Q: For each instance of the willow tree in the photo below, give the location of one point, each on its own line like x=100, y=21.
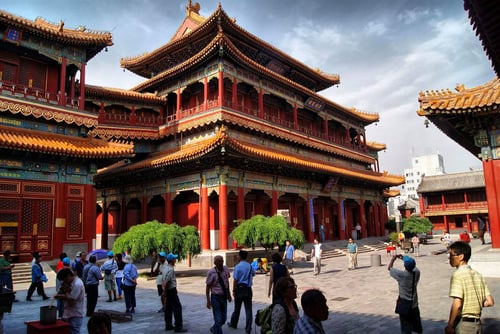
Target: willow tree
x=141, y=239
x=268, y=231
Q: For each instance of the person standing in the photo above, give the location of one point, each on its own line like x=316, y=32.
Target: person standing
x=158, y=269
x=415, y=241
x=109, y=268
x=407, y=281
x=242, y=290
x=468, y=290
x=217, y=293
x=277, y=271
x=316, y=252
x=129, y=285
x=91, y=277
x=37, y=278
x=315, y=309
x=285, y=312
x=6, y=271
x=481, y=228
x=358, y=231
x=72, y=292
x=172, y=303
x=119, y=274
x=352, y=253
x=288, y=256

ABOUT THIS EXERCISE.
For this exercise, copy each line from the listing above that has the word "location".

RESULT OF THIS EXERCISE.
Q: For each instance of the willow tree in the photo below, give the location of one point, each on its own line like x=100, y=21.
Q: For each instance of the person standing in the photo above, give the location of one point, each on its own line like x=316, y=32.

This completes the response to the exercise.